Source extract.
[Start of Attachment]

Islam’s Golden Age, extending from the 7th century to the 13th century, flourished while Europe and Christendom wallowed in the Dark Ages. Western society was considered a backwater, if considered at all.
Islam generated impressive advances in medicine, chemistry, physics, mathematics, astronomy, optics and philosophy. It created cities, observatories and libraries, and it engaged in far-flung commerce well before Christopher Columbus set sail.
Credit Islamic genius for the magnetic compass and navigational innovation, for algebra and the refinement of the numbering system that originated in India, for papermaking and the scientific method. While Greek and Roman learning faded in the medieval West, Islamic scholars were preserving and enlarging it – long before the European Renaissance or Age of Enlightenment.
All this and more will be spotlighted during the International Year, which is scheduled to open Jan. 19 at UNESCO headquarters in Paris and will aim to raise awareness of light science and its importance to mankind.
And by doing that, it necessarily will have to highlight Islamic achievements. For example, the opening event will focus on the multiple accomplishments of the 11th century polymath Ibn al-Haytham in optics, mathematics and astronomy. The Golden Age will get more attention Sept. 14 during a conference on its impact on “knowledge-based society.”
So, what went wrong? How did Islamic society fall from one so open and inquisitive to the repressive and closed one that has produced few scientific advances and staggering intolerance?
Our own conservative Christians disbelieve evolution and global climate change, if not science in general, and take a translation of the bible as literal truth.

[End of Attachment]

Supplied records.
[Start of Attachment]

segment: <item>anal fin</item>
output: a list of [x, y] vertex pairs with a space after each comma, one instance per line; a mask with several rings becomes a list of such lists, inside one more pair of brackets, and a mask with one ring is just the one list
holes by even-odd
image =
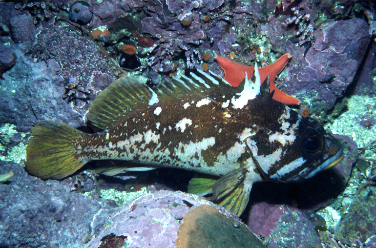
[[133, 171], [147, 171], [157, 166], [129, 163], [118, 160], [101, 160], [96, 162], [95, 172], [105, 176], [114, 176]]
[[239, 168], [218, 179], [213, 186], [213, 202], [240, 216], [248, 203], [253, 183], [247, 176], [247, 169]]
[[212, 192], [213, 186], [218, 178], [202, 177], [204, 176], [200, 174], [190, 180], [188, 184], [188, 193], [204, 196]]

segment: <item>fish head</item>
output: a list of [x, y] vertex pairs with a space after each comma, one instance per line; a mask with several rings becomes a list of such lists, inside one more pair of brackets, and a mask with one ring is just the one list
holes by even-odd
[[[279, 103], [278, 103], [278, 104]], [[343, 148], [315, 120], [286, 105], [278, 120], [245, 139], [260, 173], [287, 183], [310, 178], [341, 161]]]

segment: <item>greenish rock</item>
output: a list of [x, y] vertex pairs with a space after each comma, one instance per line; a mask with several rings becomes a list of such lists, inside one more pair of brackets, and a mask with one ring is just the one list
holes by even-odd
[[205, 205], [184, 217], [176, 245], [176, 248], [266, 248], [245, 224]]
[[369, 187], [356, 195], [334, 231], [336, 239], [351, 246], [358, 237], [364, 243], [376, 229], [376, 188]]

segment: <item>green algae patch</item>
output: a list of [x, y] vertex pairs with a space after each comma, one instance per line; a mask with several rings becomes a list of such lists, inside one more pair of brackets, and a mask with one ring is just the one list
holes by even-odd
[[112, 200], [115, 201], [118, 205], [122, 206], [127, 202], [134, 200], [146, 193], [147, 190], [146, 187], [143, 187], [136, 192], [119, 191], [113, 188], [101, 189], [99, 195], [102, 199]]
[[[26, 147], [21, 142], [17, 145], [10, 147], [10, 139], [14, 134], [18, 132], [16, 130], [16, 126], [6, 123], [0, 127], [0, 150], [6, 151], [5, 156], [0, 154], [0, 160], [2, 161], [12, 161], [12, 162], [23, 165], [22, 161], [26, 161]], [[27, 133], [20, 133], [21, 140], [26, 136]]]
[[205, 205], [184, 216], [175, 244], [176, 248], [266, 248], [244, 223]]

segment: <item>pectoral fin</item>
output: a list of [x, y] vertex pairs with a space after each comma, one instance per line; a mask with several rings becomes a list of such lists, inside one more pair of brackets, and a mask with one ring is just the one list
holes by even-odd
[[228, 173], [213, 186], [213, 202], [240, 216], [250, 198], [252, 182], [247, 179], [247, 170], [240, 168]]
[[195, 176], [190, 180], [188, 185], [188, 193], [201, 196], [210, 194], [213, 186], [217, 180], [217, 178]]

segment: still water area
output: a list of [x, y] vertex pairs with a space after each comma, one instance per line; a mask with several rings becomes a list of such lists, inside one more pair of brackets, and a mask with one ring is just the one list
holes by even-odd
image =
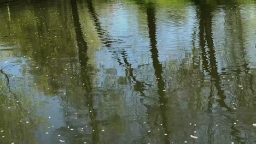
[[0, 2], [0, 143], [256, 143], [256, 2]]

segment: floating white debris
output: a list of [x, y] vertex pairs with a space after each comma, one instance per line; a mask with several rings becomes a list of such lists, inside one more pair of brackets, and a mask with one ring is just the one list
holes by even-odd
[[198, 139], [197, 136], [194, 136], [194, 135], [190, 135], [190, 137], [193, 138], [193, 139]]

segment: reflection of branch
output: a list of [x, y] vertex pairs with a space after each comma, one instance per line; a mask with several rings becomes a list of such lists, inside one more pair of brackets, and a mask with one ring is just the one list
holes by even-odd
[[[160, 103], [159, 113], [162, 118], [162, 127], [165, 133], [168, 134], [169, 132], [167, 128], [166, 106], [165, 104], [168, 102], [166, 97], [165, 82], [162, 77], [162, 65], [159, 59], [159, 53], [157, 47], [156, 41], [156, 25], [155, 20], [155, 7], [152, 3], [149, 3], [147, 8], [147, 16], [148, 27], [148, 34], [150, 45], [151, 58], [153, 61], [153, 66], [155, 69], [155, 75], [158, 81], [158, 94], [159, 96], [159, 103]], [[165, 143], [170, 143], [167, 138], [165, 138]]]
[[84, 88], [86, 93], [84, 95], [88, 100], [87, 105], [89, 111], [89, 117], [91, 121], [91, 127], [94, 130], [92, 133], [92, 141], [95, 143], [97, 143], [99, 140], [99, 134], [98, 129], [98, 124], [97, 122], [97, 115], [95, 110], [94, 108], [93, 95], [91, 93], [92, 91], [92, 82], [90, 76], [89, 74], [89, 70], [86, 70], [88, 67], [88, 49], [87, 43], [83, 38], [83, 31], [81, 25], [79, 21], [78, 10], [77, 8], [77, 1], [71, 0], [71, 7], [72, 9], [73, 19], [74, 21], [74, 26], [75, 27], [75, 36], [77, 38], [77, 45], [78, 46], [78, 58], [81, 67], [81, 71], [85, 71], [82, 73], [82, 82], [85, 84]]
[[10, 88], [10, 79], [9, 79], [9, 76], [8, 75], [5, 74], [3, 70], [2, 69], [0, 69], [0, 73], [1, 73], [2, 74], [3, 74], [4, 75], [4, 76], [5, 77], [5, 79], [7, 80], [7, 87], [8, 87], [8, 91], [9, 92], [11, 93], [11, 94], [13, 94], [14, 95], [14, 98], [15, 98], [15, 99], [16, 100], [18, 100], [18, 95], [14, 93], [11, 90], [11, 88]]

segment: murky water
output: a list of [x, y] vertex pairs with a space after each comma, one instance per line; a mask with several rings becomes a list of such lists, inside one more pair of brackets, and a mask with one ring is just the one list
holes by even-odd
[[0, 143], [256, 143], [256, 2], [1, 2]]

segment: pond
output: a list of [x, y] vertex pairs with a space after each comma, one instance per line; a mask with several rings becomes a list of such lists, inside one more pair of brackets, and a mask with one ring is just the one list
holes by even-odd
[[256, 143], [256, 2], [0, 3], [0, 143]]

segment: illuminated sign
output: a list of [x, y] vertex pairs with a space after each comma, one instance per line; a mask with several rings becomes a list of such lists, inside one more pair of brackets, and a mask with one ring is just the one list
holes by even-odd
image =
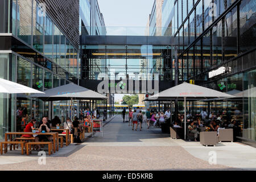
[[231, 67], [225, 68], [224, 67], [221, 67], [217, 70], [214, 70], [210, 72], [209, 72], [209, 78], [217, 76], [224, 73], [228, 74], [230, 73], [231, 71]]
[[52, 70], [52, 63], [49, 61], [46, 60], [46, 68]]

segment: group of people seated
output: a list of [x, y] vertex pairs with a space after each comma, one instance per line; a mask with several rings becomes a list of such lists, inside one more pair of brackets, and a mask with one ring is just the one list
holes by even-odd
[[[52, 121], [49, 120], [48, 117], [44, 117], [42, 121], [40, 121], [38, 125], [36, 125], [37, 121], [35, 118], [32, 118], [32, 120], [27, 123], [26, 126], [26, 128], [24, 130], [24, 132], [25, 133], [32, 133], [33, 130], [37, 130], [37, 132], [38, 133], [50, 133], [51, 128], [55, 127], [57, 126], [60, 126], [60, 122], [55, 122], [55, 121], [57, 121], [57, 118], [55, 117]], [[51, 123], [51, 124], [50, 124]], [[70, 118], [67, 117], [67, 120], [64, 122], [63, 126], [64, 129], [69, 129], [69, 133], [73, 134], [77, 134], [79, 136], [80, 133], [82, 131], [82, 129], [81, 127], [81, 122], [79, 121], [79, 119], [77, 117], [75, 117], [74, 121], [73, 122], [71, 121]], [[91, 119], [90, 116], [88, 115], [84, 118], [84, 126], [90, 126], [91, 125]], [[35, 127], [35, 126], [37, 125], [37, 128]], [[75, 129], [77, 129], [77, 134], [75, 133]], [[36, 135], [36, 133], [35, 133], [35, 135]], [[32, 137], [32, 135], [22, 135], [23, 137], [30, 138]], [[64, 138], [65, 139], [65, 138]], [[48, 142], [52, 141], [52, 136], [51, 135], [38, 135], [35, 137], [35, 142]], [[79, 141], [78, 141], [80, 143]], [[38, 151], [42, 151], [41, 146], [39, 144], [38, 144], [36, 147], [36, 149]]]
[[[203, 113], [203, 115], [205, 115], [205, 114]], [[198, 117], [198, 116], [192, 117], [188, 115], [187, 117], [190, 119], [187, 127], [188, 134], [192, 134], [191, 135], [193, 135], [195, 141], [199, 140], [199, 134], [201, 131], [200, 127], [207, 127], [209, 129], [209, 131], [217, 131], [218, 135], [219, 130], [221, 129], [239, 129], [239, 123], [237, 122], [236, 116], [233, 117], [230, 122], [224, 120], [222, 115], [220, 114], [213, 115], [213, 113], [211, 113], [209, 115], [210, 118], [208, 115], [205, 115], [205, 117], [204, 117], [204, 119], [201, 119], [201, 118]], [[179, 114], [177, 120], [174, 121], [172, 123], [173, 127], [181, 128], [183, 121], [183, 115]]]
[[147, 117], [147, 122], [148, 123], [148, 129], [150, 127], [149, 123], [150, 122], [154, 122], [154, 126], [156, 125], [160, 127], [160, 124], [164, 123], [166, 119], [169, 119], [171, 117], [171, 113], [170, 109], [168, 109], [166, 113], [164, 114], [162, 111], [156, 111], [148, 109], [146, 113]]

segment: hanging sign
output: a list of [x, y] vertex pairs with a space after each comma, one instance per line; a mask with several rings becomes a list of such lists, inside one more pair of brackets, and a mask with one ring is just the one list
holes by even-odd
[[217, 76], [218, 75], [222, 75], [222, 74], [228, 74], [229, 73], [231, 73], [231, 67], [227, 67], [225, 68], [224, 67], [221, 67], [220, 68], [218, 68], [217, 70], [214, 70], [213, 71], [211, 71], [210, 72], [209, 72], [209, 78]]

[End of Attachment]

Description of the task. Rewrite the passage on Islam's Golden Age between "So, what went" and "as literal truth.", inclusive, and switch "repressive" to "oppressive".

Written solution.
So, what went wrong? How did Islamic society fall from one so open and inquisitive to the oppressive and closed one that has produced few scientific advances and staggering intolerance?
Our own conservative Christians disbelieve evolution and global climate change, if not science in general, and take a translation of the bible as literal truth.